• _Instructions to follow_
Rewrite all the records below, replacing every "point_at" with "locate_points" and changing nothing else. Omit the pictures from your answer.

• _Record extracts_

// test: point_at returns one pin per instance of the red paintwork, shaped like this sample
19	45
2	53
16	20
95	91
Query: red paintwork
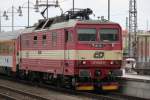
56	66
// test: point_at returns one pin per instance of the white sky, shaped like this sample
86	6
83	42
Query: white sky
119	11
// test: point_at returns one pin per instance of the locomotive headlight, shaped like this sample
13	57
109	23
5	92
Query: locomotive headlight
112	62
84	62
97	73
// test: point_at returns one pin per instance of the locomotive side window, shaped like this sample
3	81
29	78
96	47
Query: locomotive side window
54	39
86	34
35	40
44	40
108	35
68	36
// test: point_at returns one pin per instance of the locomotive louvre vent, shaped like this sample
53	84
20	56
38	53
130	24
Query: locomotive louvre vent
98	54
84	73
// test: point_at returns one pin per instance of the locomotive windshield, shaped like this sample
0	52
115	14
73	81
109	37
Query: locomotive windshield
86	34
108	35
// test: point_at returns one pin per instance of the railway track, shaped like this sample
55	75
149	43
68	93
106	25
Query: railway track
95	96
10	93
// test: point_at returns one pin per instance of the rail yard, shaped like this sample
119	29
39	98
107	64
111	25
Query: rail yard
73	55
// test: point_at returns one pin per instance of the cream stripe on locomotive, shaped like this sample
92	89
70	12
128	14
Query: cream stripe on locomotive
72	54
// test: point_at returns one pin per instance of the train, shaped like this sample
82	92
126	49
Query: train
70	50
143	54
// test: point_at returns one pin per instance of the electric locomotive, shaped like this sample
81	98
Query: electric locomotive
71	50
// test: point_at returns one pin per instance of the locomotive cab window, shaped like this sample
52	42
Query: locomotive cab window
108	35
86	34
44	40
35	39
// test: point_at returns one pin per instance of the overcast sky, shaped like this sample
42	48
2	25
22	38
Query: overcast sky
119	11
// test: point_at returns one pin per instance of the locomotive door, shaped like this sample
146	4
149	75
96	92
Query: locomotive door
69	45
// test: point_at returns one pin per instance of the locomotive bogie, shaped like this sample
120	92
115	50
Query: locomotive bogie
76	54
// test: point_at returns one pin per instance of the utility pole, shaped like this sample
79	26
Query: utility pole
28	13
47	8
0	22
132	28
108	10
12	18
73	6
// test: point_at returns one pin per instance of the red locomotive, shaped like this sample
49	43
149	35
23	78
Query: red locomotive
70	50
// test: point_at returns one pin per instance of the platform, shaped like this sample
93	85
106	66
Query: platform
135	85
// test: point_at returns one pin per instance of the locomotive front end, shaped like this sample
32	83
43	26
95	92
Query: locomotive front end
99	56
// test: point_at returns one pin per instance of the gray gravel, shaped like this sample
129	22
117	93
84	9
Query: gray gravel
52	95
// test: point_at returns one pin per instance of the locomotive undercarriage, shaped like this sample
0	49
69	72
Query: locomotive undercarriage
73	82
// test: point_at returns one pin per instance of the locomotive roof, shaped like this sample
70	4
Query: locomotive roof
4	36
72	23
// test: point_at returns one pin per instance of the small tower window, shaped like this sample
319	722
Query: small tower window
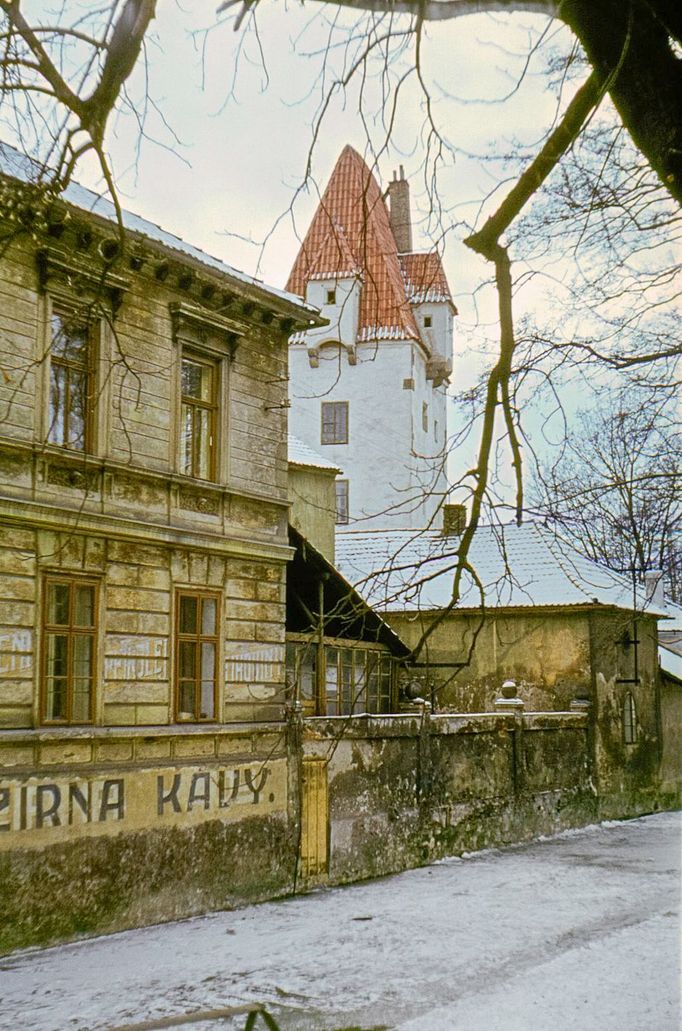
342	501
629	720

• _Written response_
// test: locate_points returns one pin per instance of the red paintwork, shaped like this sample
19	45
2	53
16	20
95	91
Query: red paintwork
56	66
// test: locate_points returns one pin per instance of the white sky, shaped like this sample
86	6
83	42
Query: white sky
119	11
// test: locate_points returns one pin per instance of the locomotive headlight, shaped like this sample
13	57
109	23
5	92
Query: locomotive headlight
112	62
84	62
97	73
// test: locate_points returns one pin per instance of the locomotive side window, shaped like this sample
3	81
29	78
96	47
Query: locomotive side window
54	39
86	34
35	40
44	40
108	35
68	36
// test: locate_points returns one pin per instance of the locomotive louvre vent, shaped like this sample
53	84
20	56
38	53
130	24
Query: locomotive louvre vent
98	54
84	73
// test: locate_points returns one pin per instance of the locomotive windshield, shaped like this sample
0	52
115	14
73	81
109	37
Query: locomotive windshield
86	34
108	35
// test: locate_points returns one pin per instance of the railway track, shaped like this sample
55	75
149	43
68	93
106	25
Query: railway track
95	96
10	93
// test: locate_points returns one pin per instance of the rail yard, shaped like this sample
119	29
39	98
107	64
111	25
Query: rail yard
73	55
// test: locate_points returns one pin per instance of the cream stripe on locomotive, shaped like this sample
92	89
70	12
128	14
Query: cream stripe on locomotive
72	54
// test: locate_points returns one pin per instance of the train, shaped like this sample
82	92
126	49
Query: train
70	50
143	54
// test: locate_points returns one pin per instance of the electric locomotive, shaped like this sample
81	98
Query: electric locomotive
71	50
// test: locate_points returns one pin per instance of the locomotive cab window, shaped like this sample
52	42
Query: locomotive cab window
108	35
86	34
44	40
35	39
// test: locate_points returns one pin per instance of the overcast sky, shaped like this sample
42	48
2	25
22	38
Query: overcast sky
119	11
// test: locate_points returns one pin per instance of the locomotive door, shaped like this sample
146	4
149	75
96	92
Query: locomotive door
69	45
// test: locate_points returns one pin per instance of the locomotive bogie, shaped like this sample
120	92
115	50
Query: locomotive bogie
76	54
// test: locate_points returns one pin per instance of the utility pole, shaped like this sample
79	26
Query: utility pole
28	13
47	8
0	22
132	28
108	10
12	18
73	6
// test: locate_points returns one pin per instance of the red locomotive, shaped like this sample
49	43
149	35
23	78
Query: red locomotive
70	50
// test: locate_points returns one pin per instance of the platform, shaped like this sample
93	85
106	66
Query: platform
135	85
// test: locate_points returns one pin per instance of the locomotive front end, shaped like this sample
32	83
43	26
95	92
Query: locomotive front end
99	56
// test: locate_points returns one pin per instance of the gray gravel, shaped like this sample
129	22
117	93
84	9
Query: gray gravel
52	95
// test: locate_points returns one pin per instance of the locomotive undercarriage, shaped like this sample
0	49
69	72
Query: locomotive undercarriage
73	82
// test: locate_points returns one pin per instance of the locomotive roof, shaped like this sample
70	4
Query: locomotive roof
4	36
72	23
// test: locate_points returns one pin per instance of the small tower window, shaped like this sample
319	722
Query: small tower window
342	501
629	720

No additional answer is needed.